====== Data records

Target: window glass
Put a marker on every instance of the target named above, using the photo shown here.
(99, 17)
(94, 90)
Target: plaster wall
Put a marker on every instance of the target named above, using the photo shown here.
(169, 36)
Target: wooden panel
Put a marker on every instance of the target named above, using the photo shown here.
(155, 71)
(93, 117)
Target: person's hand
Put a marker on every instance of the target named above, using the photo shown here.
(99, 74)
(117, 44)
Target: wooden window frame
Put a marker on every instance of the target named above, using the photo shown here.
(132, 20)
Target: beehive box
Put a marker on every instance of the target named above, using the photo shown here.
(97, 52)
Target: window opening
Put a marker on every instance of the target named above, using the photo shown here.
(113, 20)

============
====== Data records

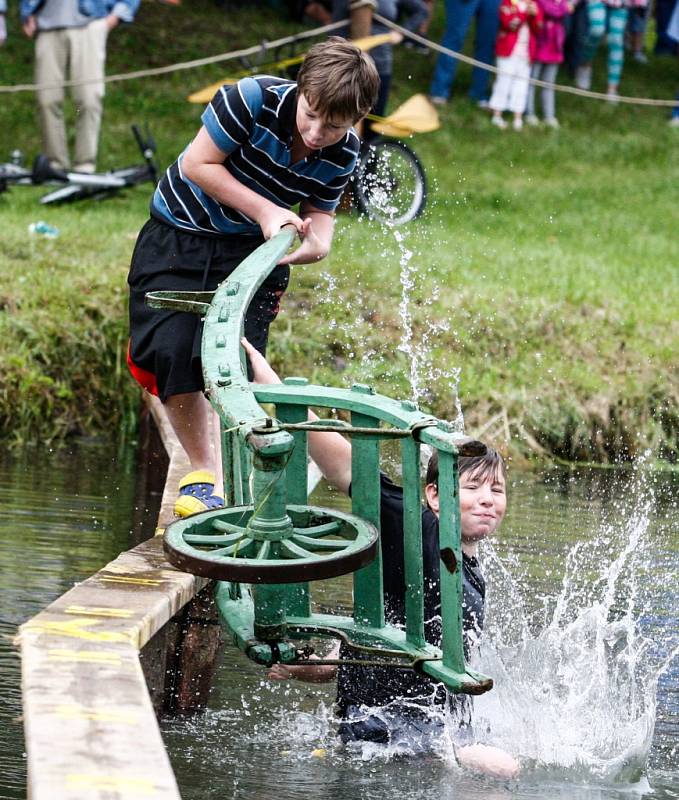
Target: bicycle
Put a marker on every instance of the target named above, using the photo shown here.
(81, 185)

============

For the string "window", tally the lines above that contain it and give only the figure.

Answer to this task:
3